Analysis of peptides

We examined the physicochemical properties and amino acid composition of 20 peptides with the highest and the lowest half-lives (Fig 2). It was observed that peptides with long half-lives showed a high frequency of negatively charged (Glu) and small sized residues (Ala, Glu, Ile and Leu). These amino acids might be involved in stabilizing the half-life of peptides. The peptides with a short half-life are enriched in aromatic (Tyr and Phe) and neutral amino acids (Gly, His, Ser and Tyr). Previously, Morozumi et al., 2011 have shown that substitution of Glu with neutral amino acids resulted in lowering of the half-life of analogs of motilin-grehlin chimeric peptides [27]. We studied the distribution of half-life of the peptides with different sequence similarity present in our natural peptide dataset (S1 Fig) and observed that even the substitution of a single or double residue results in changing the half-life of the peptide significantly (S1 Table). The correlations between the half-lives of all 163 natural peptides with amino acid composition and physicochemical properties also show similar patterns (S2 and S3 Tables). It was observed that composition of amino acid Ala (a hydrophobic, non-polar residue) shows highest correlation followed by Glu (a negative charge residue) (S2 Table). In contrast, the composition of Phe (an aromatic residue) shows highest negative correlation with half-life of peptides. Previous studies have also reported lowering of half-life in peptides enriched in aromatic amino acids[3133].

Fig 2. Comparison of the (a) physiochemical properties and (b) amino acid composition of top 20 peptides with the longest and shortest half-life.

_TASK 1_
In the passage on peptide half-lives, which amino acid's composition shows the highest negative correlation with peptide half-life?
_TASK 2_
Which amino acids does the passage on peptide half-lives say are enriched in peptides with a short half-life?

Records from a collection
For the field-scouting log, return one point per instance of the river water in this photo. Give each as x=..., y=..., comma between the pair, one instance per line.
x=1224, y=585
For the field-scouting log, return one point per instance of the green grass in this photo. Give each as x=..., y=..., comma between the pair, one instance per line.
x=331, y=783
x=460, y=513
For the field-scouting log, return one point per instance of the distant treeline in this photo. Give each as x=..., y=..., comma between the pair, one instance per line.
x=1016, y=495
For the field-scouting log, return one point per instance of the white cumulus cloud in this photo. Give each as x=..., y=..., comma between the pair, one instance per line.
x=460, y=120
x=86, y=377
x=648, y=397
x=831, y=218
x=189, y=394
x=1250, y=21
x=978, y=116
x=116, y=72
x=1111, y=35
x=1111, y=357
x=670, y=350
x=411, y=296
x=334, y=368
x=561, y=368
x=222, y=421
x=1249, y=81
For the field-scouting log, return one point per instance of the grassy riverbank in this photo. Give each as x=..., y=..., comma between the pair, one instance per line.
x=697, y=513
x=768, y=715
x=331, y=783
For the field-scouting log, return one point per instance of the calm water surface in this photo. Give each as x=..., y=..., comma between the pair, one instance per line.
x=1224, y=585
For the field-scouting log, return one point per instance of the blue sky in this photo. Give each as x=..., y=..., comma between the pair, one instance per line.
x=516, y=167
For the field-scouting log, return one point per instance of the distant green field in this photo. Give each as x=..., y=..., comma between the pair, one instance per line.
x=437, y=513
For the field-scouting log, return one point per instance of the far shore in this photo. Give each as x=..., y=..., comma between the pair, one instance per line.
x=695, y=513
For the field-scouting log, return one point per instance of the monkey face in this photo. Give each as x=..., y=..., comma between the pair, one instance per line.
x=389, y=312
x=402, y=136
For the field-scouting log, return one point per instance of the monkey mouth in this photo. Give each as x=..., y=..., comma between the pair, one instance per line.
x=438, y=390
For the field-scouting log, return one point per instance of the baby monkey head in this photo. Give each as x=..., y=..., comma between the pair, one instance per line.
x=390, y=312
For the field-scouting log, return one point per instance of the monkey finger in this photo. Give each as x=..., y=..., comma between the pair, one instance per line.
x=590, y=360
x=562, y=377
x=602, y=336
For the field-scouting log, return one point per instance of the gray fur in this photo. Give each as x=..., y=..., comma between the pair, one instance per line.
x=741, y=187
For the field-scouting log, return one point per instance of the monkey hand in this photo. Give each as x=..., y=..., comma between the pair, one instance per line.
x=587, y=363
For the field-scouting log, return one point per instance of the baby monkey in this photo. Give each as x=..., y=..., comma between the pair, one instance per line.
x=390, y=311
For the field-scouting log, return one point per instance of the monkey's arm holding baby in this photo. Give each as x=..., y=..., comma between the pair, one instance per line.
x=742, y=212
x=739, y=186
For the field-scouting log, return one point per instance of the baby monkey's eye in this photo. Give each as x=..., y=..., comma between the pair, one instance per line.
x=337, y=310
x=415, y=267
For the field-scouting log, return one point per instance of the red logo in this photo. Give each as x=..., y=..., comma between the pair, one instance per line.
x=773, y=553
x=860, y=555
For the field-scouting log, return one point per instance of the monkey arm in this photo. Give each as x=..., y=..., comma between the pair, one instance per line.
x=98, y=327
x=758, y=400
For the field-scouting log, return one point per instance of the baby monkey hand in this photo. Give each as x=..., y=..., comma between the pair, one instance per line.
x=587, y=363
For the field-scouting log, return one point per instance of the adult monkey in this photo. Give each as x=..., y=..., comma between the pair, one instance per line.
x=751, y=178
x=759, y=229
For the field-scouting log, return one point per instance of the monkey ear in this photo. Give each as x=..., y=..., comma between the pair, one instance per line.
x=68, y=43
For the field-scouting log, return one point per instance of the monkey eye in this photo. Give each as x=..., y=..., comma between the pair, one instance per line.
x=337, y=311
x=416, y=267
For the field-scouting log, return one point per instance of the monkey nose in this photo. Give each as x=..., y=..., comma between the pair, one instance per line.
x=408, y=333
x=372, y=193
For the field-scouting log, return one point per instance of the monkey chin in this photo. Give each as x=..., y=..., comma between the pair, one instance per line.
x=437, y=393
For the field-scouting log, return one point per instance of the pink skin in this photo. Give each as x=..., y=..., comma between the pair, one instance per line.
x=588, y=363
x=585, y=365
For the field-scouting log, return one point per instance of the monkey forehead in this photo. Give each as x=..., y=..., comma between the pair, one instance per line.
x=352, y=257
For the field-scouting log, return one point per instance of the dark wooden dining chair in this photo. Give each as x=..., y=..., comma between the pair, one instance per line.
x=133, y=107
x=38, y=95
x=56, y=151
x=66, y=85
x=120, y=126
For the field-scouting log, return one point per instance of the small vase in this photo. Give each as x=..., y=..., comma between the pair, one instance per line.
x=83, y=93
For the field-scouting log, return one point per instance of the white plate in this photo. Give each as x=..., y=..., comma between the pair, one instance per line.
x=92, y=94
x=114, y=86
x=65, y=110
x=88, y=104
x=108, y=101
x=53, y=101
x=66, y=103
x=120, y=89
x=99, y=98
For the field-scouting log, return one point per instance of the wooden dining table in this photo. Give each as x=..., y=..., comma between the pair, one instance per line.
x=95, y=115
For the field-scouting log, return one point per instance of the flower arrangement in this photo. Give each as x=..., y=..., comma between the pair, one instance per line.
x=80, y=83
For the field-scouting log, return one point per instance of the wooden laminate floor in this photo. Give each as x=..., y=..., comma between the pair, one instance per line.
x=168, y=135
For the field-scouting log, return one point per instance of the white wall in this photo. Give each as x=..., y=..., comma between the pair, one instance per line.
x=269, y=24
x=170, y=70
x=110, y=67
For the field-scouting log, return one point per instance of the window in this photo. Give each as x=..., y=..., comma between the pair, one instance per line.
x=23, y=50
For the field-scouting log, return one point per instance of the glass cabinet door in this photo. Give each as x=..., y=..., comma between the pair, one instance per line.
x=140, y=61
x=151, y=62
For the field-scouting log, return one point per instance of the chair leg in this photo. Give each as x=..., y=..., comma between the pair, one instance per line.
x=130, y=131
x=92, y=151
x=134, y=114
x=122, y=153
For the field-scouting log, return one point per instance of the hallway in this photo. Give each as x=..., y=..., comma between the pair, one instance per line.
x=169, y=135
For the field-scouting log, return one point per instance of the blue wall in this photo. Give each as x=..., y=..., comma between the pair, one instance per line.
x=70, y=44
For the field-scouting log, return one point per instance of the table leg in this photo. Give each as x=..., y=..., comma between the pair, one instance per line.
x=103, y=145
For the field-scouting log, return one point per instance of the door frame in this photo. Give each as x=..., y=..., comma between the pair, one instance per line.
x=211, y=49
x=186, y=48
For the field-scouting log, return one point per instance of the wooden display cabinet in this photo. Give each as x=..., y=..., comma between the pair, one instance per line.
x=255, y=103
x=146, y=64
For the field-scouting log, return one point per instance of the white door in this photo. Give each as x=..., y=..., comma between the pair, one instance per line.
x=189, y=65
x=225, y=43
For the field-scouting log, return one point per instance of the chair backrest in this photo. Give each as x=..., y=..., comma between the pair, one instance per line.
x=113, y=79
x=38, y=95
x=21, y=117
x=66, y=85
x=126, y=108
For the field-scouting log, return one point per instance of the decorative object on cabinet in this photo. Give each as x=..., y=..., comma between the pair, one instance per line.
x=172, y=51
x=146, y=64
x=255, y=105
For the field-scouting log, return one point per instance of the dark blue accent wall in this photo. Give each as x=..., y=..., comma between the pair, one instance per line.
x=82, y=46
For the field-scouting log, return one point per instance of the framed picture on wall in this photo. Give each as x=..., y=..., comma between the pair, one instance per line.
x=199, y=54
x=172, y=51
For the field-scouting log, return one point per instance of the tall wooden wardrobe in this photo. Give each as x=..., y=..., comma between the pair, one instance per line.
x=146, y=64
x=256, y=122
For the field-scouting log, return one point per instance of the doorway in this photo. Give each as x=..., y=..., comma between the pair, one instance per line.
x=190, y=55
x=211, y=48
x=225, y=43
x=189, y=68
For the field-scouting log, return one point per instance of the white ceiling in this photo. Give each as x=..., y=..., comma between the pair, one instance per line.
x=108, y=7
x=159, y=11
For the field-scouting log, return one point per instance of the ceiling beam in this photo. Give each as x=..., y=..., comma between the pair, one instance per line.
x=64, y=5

_ANSWER SECTION 1_
Phe, an aromatic residue.

_ANSWER SECTION 2_
Tyr, Phe, Gly, His and Ser.